[Exercise requirements]
Convert the lines below, from the one containing "mask of: log column" through the one containing "[[[52,60],[52,83],[57,83],[57,68],[56,68],[56,60]]]", into a Markdown table with the columns Row and Entry, numbering each row and leaving out any blank lines.

-- Dataset records start --

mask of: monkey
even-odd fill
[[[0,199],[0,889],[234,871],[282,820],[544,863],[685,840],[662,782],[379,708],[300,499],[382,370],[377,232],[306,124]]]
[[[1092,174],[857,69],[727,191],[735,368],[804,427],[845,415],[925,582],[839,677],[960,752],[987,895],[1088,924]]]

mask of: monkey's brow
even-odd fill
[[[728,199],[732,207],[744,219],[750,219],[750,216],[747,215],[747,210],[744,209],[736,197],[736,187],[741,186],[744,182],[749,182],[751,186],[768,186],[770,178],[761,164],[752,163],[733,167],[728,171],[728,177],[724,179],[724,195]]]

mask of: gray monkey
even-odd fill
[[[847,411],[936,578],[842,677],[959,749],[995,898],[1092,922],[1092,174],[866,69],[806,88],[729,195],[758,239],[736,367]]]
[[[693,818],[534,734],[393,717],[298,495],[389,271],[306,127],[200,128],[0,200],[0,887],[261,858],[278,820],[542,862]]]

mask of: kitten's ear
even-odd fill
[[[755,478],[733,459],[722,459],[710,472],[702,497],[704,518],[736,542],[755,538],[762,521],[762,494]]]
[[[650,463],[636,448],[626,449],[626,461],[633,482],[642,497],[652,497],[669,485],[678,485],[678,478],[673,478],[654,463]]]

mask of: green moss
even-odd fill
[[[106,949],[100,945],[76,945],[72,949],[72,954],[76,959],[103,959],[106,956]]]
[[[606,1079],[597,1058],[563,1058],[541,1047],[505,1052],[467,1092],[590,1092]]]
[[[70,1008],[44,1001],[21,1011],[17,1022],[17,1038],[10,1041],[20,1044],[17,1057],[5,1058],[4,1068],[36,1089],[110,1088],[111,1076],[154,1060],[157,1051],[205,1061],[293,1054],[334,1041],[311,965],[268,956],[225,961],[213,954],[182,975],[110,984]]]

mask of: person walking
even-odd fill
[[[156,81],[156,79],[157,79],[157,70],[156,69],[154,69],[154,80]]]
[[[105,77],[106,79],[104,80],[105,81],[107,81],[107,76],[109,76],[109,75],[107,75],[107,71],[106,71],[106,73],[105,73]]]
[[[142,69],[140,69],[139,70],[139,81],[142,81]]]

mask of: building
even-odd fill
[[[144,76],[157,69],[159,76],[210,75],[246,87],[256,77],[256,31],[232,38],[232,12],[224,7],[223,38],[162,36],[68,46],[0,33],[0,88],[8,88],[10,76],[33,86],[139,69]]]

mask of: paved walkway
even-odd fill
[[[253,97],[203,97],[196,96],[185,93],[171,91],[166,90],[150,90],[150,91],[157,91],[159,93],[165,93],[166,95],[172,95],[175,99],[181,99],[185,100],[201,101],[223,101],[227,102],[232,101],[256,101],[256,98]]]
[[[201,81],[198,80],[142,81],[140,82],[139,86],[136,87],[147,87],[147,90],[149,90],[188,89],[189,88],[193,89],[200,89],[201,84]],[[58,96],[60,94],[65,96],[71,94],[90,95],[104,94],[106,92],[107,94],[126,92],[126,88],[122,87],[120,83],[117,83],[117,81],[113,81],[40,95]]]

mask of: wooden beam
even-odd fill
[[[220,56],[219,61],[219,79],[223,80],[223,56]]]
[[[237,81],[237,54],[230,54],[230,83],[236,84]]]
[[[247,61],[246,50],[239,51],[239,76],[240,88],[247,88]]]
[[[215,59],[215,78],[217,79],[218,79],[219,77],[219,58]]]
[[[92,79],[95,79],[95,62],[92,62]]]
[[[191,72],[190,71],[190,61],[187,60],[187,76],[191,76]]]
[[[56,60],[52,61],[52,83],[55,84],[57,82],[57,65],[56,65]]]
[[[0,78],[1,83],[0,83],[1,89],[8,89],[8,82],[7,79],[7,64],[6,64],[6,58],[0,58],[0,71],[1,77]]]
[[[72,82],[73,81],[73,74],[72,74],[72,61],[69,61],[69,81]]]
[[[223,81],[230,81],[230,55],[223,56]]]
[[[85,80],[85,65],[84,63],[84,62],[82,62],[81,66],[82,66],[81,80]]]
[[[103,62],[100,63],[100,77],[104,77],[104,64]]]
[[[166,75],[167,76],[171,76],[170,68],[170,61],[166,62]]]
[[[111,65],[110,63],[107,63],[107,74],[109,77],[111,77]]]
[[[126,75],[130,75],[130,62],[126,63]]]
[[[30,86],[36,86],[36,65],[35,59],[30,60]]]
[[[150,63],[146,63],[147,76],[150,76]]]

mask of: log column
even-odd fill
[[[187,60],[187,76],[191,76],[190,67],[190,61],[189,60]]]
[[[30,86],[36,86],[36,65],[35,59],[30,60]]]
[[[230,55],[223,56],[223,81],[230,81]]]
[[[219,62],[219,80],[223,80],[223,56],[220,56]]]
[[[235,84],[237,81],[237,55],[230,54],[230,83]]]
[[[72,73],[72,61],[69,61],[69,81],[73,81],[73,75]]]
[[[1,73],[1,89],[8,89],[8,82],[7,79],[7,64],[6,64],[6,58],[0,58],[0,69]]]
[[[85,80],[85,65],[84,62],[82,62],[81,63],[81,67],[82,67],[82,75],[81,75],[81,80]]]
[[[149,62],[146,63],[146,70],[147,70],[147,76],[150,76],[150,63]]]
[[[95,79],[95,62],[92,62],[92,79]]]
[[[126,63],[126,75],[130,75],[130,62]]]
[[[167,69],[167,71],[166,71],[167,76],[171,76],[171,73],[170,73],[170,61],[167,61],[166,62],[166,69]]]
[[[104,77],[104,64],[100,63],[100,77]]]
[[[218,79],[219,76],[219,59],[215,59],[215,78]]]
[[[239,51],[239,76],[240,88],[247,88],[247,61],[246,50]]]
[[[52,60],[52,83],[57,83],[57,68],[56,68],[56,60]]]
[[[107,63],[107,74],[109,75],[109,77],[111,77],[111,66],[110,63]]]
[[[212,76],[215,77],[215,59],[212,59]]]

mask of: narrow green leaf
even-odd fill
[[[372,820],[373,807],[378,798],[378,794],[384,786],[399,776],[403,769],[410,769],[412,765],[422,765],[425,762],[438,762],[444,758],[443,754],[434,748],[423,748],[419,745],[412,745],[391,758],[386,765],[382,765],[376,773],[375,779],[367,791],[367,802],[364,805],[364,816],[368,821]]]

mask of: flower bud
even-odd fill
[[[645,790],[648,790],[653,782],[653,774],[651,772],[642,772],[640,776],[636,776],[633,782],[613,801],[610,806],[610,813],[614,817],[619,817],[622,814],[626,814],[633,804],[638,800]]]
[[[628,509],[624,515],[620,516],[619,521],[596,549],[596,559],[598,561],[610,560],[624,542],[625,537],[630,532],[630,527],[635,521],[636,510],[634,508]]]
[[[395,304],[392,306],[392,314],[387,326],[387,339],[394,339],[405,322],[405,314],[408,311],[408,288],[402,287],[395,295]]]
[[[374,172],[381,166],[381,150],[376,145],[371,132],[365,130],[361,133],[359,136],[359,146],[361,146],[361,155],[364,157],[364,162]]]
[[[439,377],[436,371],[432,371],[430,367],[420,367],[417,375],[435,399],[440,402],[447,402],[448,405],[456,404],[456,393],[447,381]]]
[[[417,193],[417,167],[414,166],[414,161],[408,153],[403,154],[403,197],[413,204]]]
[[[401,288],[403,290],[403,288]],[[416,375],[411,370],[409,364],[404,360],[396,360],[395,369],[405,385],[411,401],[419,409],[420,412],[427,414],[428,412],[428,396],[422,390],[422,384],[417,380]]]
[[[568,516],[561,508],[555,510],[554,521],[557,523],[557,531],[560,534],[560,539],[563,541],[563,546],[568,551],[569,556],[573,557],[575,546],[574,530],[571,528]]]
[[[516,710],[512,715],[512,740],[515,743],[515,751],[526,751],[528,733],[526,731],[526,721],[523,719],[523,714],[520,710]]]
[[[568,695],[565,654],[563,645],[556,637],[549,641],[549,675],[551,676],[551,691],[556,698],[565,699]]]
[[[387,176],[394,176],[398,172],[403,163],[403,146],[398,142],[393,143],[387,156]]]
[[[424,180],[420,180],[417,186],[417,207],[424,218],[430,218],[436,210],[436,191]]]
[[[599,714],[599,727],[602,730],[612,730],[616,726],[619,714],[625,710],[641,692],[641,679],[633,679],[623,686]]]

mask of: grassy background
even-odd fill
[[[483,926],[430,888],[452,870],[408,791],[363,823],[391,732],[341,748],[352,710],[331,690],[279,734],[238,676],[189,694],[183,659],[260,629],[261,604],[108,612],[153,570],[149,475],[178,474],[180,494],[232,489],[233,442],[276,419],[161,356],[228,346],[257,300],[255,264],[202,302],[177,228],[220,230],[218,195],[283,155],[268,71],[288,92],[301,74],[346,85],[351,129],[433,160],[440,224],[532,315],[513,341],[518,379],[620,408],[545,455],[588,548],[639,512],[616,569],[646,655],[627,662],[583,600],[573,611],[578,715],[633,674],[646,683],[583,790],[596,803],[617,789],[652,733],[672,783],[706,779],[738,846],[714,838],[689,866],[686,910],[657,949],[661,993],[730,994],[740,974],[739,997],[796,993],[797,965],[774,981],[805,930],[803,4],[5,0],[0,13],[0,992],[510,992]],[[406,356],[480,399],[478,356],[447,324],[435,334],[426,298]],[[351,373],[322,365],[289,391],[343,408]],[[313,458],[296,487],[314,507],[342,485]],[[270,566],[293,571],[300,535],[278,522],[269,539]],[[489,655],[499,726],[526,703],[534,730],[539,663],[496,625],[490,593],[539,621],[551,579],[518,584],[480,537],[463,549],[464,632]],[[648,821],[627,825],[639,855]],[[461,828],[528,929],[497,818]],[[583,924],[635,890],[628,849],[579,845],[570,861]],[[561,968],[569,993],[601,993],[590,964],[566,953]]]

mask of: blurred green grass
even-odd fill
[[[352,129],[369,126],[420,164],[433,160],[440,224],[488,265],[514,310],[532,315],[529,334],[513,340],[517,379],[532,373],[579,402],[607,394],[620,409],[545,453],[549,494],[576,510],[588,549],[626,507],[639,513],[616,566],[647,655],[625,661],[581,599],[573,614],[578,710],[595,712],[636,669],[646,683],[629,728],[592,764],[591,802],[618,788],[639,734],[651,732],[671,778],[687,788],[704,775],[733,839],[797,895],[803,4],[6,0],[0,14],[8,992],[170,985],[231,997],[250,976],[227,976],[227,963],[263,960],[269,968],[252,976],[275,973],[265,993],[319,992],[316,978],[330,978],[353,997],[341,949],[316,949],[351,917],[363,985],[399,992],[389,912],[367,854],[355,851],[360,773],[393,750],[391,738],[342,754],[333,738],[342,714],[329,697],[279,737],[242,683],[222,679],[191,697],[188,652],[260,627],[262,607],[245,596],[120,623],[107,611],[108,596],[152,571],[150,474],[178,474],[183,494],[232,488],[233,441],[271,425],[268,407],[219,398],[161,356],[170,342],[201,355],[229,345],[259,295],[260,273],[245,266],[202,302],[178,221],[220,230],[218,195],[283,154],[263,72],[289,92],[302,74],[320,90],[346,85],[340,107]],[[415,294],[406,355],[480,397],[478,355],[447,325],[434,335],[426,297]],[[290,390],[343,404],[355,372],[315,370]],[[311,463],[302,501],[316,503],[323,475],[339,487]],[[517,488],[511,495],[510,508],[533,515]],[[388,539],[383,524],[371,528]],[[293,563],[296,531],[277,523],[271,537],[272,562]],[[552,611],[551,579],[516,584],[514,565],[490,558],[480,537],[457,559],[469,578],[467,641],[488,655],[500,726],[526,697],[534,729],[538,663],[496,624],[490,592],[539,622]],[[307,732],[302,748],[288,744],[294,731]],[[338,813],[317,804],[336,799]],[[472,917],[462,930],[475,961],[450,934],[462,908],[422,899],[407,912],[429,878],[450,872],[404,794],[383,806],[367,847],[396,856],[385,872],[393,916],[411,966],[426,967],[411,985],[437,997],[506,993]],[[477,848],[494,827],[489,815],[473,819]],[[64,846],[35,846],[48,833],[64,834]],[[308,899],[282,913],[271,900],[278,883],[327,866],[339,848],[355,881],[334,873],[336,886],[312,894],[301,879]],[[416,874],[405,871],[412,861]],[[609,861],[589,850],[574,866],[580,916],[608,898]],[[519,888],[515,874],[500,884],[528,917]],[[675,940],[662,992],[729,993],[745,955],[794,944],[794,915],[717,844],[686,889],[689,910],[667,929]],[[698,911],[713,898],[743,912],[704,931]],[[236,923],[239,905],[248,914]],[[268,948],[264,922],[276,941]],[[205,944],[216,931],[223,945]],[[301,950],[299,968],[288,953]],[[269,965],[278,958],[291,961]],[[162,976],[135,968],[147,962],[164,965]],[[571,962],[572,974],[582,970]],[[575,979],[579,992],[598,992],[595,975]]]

-- Dataset records end --

[Solution]
| Row | Entry |
|---|---|
| 1 | mask of: log column |
| 2 | even-odd fill |
| 3 | [[[187,60],[187,76],[191,76],[190,67],[190,61],[189,60]]] |
| 4 | [[[30,86],[36,86],[36,65],[35,59],[30,60]]] |
| 5 | [[[230,55],[223,56],[223,81],[230,81]]] |
| 6 | [[[219,62],[219,80],[223,80],[223,56],[220,56]]] |
| 7 | [[[235,84],[237,81],[237,55],[230,54],[230,83]]] |
| 8 | [[[72,73],[72,61],[69,61],[69,81],[73,81],[73,75]]] |
| 9 | [[[1,73],[1,89],[8,89],[8,82],[7,79],[7,64],[6,64],[6,58],[0,58],[0,69]]] |
| 10 | [[[85,80],[85,65],[84,62],[82,62],[81,63],[81,67],[82,67],[82,75],[81,75],[81,80]]] |
| 11 | [[[149,62],[146,63],[146,70],[147,70],[147,76],[150,76],[150,63]]] |
| 12 | [[[95,79],[95,62],[92,62],[92,79]]] |
| 13 | [[[126,63],[126,75],[130,75],[130,62]]] |
| 14 | [[[167,69],[167,71],[166,71],[167,76],[171,76],[171,73],[170,73],[170,61],[167,61],[166,62],[166,69]]] |
| 15 | [[[104,77],[104,64],[100,63],[100,77]]] |
| 16 | [[[218,79],[219,76],[219,59],[215,59],[215,78]]] |
| 17 | [[[239,51],[239,76],[240,88],[247,88],[247,61],[246,50]]] |
| 18 | [[[52,60],[52,83],[57,83],[57,68],[56,68],[56,60]]] |